Provided information ▸
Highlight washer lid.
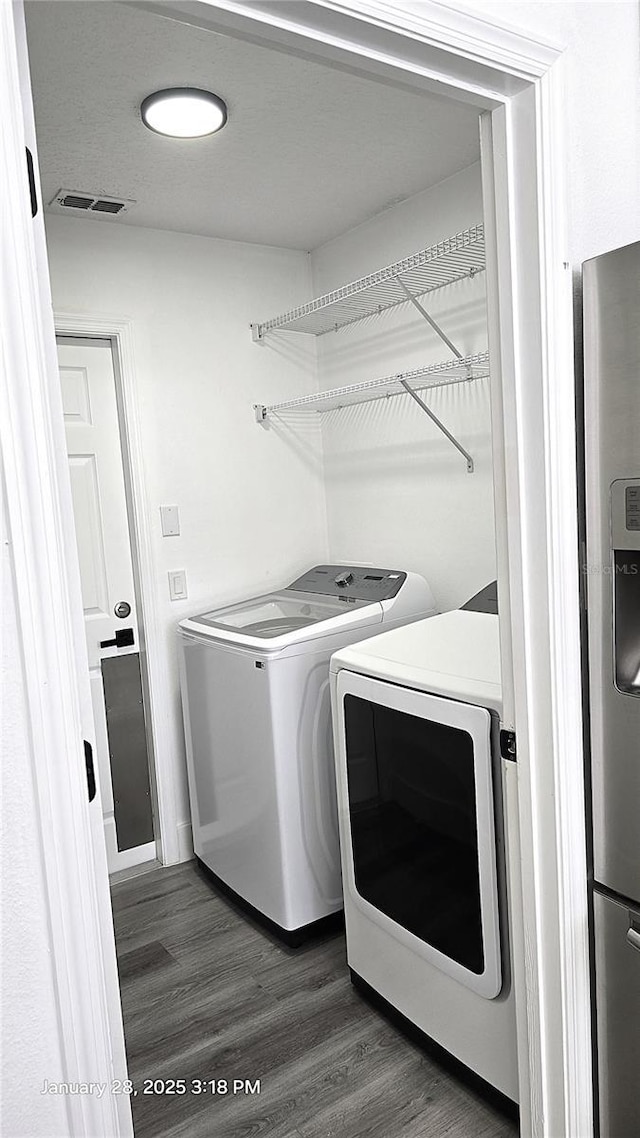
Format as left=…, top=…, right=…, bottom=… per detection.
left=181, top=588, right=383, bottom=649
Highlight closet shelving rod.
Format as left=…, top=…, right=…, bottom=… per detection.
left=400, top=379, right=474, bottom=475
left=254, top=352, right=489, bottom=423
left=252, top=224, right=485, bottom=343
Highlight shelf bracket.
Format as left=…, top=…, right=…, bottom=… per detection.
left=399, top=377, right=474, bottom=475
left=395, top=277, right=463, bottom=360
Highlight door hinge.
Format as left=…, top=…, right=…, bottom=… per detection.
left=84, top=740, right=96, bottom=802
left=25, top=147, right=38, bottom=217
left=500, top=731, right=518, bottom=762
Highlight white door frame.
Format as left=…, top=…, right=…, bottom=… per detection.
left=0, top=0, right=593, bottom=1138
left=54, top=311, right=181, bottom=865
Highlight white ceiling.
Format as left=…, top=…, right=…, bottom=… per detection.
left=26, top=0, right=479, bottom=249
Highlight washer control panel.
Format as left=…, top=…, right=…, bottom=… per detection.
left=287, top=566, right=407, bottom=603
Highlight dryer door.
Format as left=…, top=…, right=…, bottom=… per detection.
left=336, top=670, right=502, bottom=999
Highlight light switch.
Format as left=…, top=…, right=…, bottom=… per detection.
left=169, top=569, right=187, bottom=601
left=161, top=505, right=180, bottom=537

Required work ▸ Copy the stretch from the line containing "Highlight light switch." through the end of the material, swapping "light switch" for "wall switch" and leaving everything else unchanged.

Complete response ▸
Highlight wall switch.
Format as left=…, top=…, right=…, bottom=… per detection.
left=169, top=569, right=187, bottom=601
left=161, top=505, right=180, bottom=537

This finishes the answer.